Data records
▼
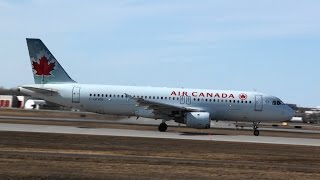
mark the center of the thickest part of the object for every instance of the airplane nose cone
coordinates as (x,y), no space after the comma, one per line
(290,113)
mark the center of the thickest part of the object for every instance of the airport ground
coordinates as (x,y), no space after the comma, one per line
(30,155)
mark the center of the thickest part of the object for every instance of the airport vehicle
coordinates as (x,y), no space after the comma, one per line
(193,107)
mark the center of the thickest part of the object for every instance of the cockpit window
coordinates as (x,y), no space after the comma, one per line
(278,102)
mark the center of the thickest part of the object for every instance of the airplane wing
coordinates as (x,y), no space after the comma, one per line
(163,108)
(41,90)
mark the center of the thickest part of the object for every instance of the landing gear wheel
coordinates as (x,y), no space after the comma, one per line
(163,127)
(256,132)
▲
• **Short task**: Please copy every line of the listing above, multiplying each coordinate in the answers by 0.55 and rounding to whole numbers, with halves rounded up. Leave out the picture markers.

• **Task output**:
mark the center of the thickest part of the object for every instance of the airplane nose cone
coordinates as (x,y), no space after the comma, one per line
(160,62)
mark the center of the thickest part of the object for every instance of the airport ground
coordinates as (x,y), no space after the comma, one per line
(17,85)
mark the center of the thickest part of the object for every instance of the airport vehicle
coordinates as (x,y), no space after the comma, one per line
(106,59)
mark the center of the thickest part of the object for every instance of the cockpit window
coordinates as (x,y), no space after the comma, one per line
(153,56)
mark the center of the thickest part of the object for every instance of the airplane wing
coordinates as (x,y), no space after the comma, one per line
(90,59)
(23,50)
mark the center of the thickest part of the object for every instance of the landing gear wheel
coordinates as (x,y), no space after the comma, one per line
(90,70)
(141,73)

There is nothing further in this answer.